_WHAT NEEDS TO BE DONE:_
Report each line of the records that contains the string "foliage", copying the line in full. Matching is case-sensitive.

_SUPPLIED RECORDS:_
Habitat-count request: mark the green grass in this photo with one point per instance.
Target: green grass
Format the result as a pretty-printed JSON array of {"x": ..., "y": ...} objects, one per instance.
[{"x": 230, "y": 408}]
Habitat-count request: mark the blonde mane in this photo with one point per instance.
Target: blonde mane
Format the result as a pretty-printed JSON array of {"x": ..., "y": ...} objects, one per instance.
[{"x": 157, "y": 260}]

...

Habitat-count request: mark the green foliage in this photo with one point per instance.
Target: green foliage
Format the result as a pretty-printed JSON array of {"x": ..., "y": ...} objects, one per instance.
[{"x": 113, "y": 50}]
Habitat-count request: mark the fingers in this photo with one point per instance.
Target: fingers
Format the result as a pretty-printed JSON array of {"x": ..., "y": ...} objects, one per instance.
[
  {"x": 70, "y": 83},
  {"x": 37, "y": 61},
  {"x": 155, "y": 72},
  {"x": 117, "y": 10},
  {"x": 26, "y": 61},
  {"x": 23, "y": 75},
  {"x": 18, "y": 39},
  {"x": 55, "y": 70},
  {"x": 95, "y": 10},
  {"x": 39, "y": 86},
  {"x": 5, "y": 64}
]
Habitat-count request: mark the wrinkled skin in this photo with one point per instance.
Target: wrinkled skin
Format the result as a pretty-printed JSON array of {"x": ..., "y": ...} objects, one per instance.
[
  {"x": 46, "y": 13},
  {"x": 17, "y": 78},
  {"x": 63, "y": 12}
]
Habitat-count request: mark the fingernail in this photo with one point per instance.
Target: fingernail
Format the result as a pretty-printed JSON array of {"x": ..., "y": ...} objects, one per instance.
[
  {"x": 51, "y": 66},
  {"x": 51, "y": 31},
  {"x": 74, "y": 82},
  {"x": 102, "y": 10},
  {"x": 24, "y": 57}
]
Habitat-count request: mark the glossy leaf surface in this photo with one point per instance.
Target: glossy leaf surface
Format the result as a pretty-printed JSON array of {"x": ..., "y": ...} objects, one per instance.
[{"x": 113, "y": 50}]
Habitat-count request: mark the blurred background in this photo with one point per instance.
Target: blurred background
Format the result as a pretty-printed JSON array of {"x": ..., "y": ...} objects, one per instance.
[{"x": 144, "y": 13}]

--

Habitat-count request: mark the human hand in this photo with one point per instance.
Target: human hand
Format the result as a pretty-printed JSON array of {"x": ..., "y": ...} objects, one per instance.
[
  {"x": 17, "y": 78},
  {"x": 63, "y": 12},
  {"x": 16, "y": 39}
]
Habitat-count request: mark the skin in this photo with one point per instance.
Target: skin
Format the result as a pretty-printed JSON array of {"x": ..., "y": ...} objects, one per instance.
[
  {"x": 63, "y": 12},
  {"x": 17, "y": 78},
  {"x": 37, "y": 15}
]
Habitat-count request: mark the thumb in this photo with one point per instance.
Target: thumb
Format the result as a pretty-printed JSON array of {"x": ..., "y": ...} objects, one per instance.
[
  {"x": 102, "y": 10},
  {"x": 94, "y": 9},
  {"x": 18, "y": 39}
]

_CORRECT OUTPUT:_
Habitat-count request: mark the green foliage in this photo with one point per instance.
Target: green foliage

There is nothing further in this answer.